### To-do list
1. In the passage on international data transfer, switch "GDPR" to "Regulation" and give back everything from "In case personal" down to "some of them.".
2. Convert everything in the rows from the line containing "Annotation guideline v3.1 — Label: mountain" down to the line containing "169, 660, 197]]", both included, into a Markdown table. Use the columns n (a running number) and Line, and leave out blank lines.

### Provided text
-*-*-

In case personal data need to be transfer outside the European Economic Area[1], and provided that such transfer is not subject to one or more of the derogations listed in Article 49 GDPR[2], additional steps should be taken (see the “Transfer of data to third countries” subsection in the “Main Tools and Actions” section of the General Part of these Guidelines).The GDPR envisages a number of instruments for international data transfer. However, not all of them are currently applicable, as relevant authority are still working to formalize some of them.

International data transfer
Pursuing an adequacy decision Applicable
Pursuing standard data protection clauses Applicable
Pursuing binding corporate rules Applicable
Pursuing codes of conduct Planned
Pursuing certification mechanisms Planned
Pursuing legally binding instrument between public authorities or bodies Planned[3]

In the first case (pursuing adequacy decision), the data can be transferred to extra EU states if there is an adequacy decision by the European Commission. An adequacy decision can be adopted if the other stateoffers a level of data protection adequate to the European Standard[4]. In the second case, (pursuing standard data protection clauses), the data can be transferred if there is an agreement between the data exporter and the data importer and if such agreements contain a number of standard clauses regarding data protection that have been pre-approved by the European Commission[5]. In the third case, if the extra-territorial transfer is occurring within the same entity (e.g., a transfer between two branches of an international group), the data can be transferred if there are corporate binding rules that offer data protection safeguards as per Article 47 of the GDPR and are approved by competent data protection supervisory authority.

-*-*-

### Stored records
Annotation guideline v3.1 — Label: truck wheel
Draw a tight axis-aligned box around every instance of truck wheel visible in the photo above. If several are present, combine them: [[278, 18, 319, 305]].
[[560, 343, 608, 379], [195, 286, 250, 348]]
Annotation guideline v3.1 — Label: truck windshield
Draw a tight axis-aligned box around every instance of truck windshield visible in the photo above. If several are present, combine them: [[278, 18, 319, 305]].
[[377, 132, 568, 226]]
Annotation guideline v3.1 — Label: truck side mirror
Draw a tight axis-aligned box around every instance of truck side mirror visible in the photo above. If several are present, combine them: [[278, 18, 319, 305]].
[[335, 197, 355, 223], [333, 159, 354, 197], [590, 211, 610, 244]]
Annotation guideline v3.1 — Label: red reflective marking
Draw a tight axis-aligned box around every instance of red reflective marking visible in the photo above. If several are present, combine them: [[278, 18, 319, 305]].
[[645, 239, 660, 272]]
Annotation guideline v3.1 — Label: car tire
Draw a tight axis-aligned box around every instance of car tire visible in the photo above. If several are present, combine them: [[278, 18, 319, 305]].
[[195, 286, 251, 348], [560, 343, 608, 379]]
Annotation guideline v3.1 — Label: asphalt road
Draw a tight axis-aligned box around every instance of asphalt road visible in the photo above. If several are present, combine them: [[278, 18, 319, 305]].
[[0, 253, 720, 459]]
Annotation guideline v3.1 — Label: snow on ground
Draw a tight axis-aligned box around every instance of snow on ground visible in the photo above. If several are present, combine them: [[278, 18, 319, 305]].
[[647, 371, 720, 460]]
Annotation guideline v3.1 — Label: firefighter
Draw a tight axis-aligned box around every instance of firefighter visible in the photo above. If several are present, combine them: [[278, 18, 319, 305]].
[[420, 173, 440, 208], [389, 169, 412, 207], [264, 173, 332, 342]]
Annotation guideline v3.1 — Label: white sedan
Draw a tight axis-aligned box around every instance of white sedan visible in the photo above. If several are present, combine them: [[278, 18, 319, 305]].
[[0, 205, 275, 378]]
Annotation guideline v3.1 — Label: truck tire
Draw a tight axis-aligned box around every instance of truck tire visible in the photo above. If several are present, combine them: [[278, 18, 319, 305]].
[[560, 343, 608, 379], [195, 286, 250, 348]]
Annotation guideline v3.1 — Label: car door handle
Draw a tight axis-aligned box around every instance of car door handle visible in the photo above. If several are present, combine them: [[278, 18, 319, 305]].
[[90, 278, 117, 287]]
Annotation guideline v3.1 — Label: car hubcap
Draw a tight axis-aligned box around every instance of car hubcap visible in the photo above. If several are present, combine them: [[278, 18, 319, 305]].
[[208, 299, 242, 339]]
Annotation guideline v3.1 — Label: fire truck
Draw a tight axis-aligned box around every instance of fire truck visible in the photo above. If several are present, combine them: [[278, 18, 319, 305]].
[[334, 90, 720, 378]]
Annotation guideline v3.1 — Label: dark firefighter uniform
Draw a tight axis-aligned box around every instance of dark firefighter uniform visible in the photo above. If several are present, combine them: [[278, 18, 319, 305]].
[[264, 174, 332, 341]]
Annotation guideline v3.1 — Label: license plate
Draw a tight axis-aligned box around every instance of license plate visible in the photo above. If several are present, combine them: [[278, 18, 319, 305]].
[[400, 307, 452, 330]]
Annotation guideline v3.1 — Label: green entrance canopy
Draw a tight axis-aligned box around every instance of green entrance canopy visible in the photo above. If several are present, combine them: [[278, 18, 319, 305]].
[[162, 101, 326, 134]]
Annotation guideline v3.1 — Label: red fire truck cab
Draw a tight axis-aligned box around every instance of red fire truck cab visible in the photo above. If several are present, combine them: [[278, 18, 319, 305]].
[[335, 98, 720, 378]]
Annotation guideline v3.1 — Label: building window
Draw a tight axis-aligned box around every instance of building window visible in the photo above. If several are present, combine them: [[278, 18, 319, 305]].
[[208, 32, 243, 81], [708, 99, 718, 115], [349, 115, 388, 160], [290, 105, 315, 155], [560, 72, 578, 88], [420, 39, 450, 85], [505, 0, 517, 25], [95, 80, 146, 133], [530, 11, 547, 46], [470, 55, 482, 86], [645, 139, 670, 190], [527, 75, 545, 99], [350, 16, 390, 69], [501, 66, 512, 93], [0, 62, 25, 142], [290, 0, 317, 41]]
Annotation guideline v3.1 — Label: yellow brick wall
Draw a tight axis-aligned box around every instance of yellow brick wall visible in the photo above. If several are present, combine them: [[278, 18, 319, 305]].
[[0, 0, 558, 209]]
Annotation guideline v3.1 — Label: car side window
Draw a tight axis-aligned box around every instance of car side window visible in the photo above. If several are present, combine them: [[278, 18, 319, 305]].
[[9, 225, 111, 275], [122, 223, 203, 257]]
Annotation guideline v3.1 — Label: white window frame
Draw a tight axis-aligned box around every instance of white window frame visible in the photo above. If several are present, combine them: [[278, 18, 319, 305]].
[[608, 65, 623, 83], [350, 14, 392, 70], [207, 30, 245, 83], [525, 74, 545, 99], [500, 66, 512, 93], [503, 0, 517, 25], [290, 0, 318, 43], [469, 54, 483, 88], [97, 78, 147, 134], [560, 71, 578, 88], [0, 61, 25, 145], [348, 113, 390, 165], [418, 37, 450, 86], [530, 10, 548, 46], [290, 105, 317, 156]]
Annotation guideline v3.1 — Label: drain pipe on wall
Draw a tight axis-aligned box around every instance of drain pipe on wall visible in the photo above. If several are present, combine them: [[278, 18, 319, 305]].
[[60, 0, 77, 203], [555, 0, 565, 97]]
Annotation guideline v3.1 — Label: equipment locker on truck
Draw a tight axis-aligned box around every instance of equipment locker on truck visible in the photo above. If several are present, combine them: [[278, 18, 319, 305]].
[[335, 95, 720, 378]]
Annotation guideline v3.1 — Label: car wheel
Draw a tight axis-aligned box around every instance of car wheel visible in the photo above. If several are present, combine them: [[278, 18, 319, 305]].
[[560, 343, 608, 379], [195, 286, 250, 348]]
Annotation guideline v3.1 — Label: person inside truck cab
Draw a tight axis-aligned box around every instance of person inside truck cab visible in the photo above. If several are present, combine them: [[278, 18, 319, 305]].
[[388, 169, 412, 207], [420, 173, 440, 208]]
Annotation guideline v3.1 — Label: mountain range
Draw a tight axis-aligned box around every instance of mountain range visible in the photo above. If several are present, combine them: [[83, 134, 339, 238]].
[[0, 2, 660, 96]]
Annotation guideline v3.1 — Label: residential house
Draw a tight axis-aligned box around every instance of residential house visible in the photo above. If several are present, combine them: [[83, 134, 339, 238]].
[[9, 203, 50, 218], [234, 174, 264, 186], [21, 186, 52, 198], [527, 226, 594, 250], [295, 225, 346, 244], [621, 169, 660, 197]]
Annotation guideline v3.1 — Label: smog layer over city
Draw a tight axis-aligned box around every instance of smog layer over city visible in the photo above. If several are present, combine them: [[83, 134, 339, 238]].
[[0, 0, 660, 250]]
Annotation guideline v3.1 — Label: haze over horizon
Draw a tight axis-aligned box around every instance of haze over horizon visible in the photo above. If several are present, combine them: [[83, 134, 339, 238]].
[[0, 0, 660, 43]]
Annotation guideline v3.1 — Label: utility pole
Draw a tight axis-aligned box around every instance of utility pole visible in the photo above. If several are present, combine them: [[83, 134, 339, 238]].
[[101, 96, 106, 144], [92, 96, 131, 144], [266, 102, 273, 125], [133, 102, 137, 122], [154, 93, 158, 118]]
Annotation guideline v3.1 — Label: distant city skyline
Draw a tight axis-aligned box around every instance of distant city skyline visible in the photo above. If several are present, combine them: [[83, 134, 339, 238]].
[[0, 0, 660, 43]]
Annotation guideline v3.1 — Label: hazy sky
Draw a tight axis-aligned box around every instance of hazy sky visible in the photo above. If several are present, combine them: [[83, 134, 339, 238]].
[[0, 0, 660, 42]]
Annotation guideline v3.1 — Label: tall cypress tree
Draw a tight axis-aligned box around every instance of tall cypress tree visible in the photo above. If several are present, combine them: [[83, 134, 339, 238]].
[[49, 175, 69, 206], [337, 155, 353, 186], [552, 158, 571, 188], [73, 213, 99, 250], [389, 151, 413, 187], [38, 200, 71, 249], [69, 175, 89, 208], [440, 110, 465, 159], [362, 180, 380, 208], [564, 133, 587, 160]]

-*-*-

### Answers provided
1.
In case personal data need to be transfer outside the European Economic Area[1], and provided that such transfer is not subject to one or more of the derogations listed in Article 49 Regulation[2], additional steps should be taken (see the “Transfer of data to third countries” subsection in the “Main Tools and Actions” section of the General Part of these Guidelines).The Regulation envisages a number of instruments for international data transfer. However, not all of them are currently applicable, as relevant authority are still working to formalize some of them.

2.
| n | Line |
|---|---|
| 1 | Annotation guideline v3.1 — Label: mountain range |
| 2 | Draw a tight axis-aligned box around every instance of mountain range visible in the photo above. If several are present, combine them: [[83, 134, 339, 238]]. |
| 3 | [[0, 2, 660, 96]] |
| 4 | Annotation guideline v3.1 — Label: residential house |
| 5 | Draw a tight axis-aligned box around every instance of residential house visible in the photo above. If several are present, combine them: [[83, 134, 339, 238]]. |
| 6 | [[9, 203, 50, 218], [234, 174, 264, 186], [21, 186, 52, 198], [527, 226, 594, 250], [295, 225, 346, 244], [621, 169, 660, 197]] |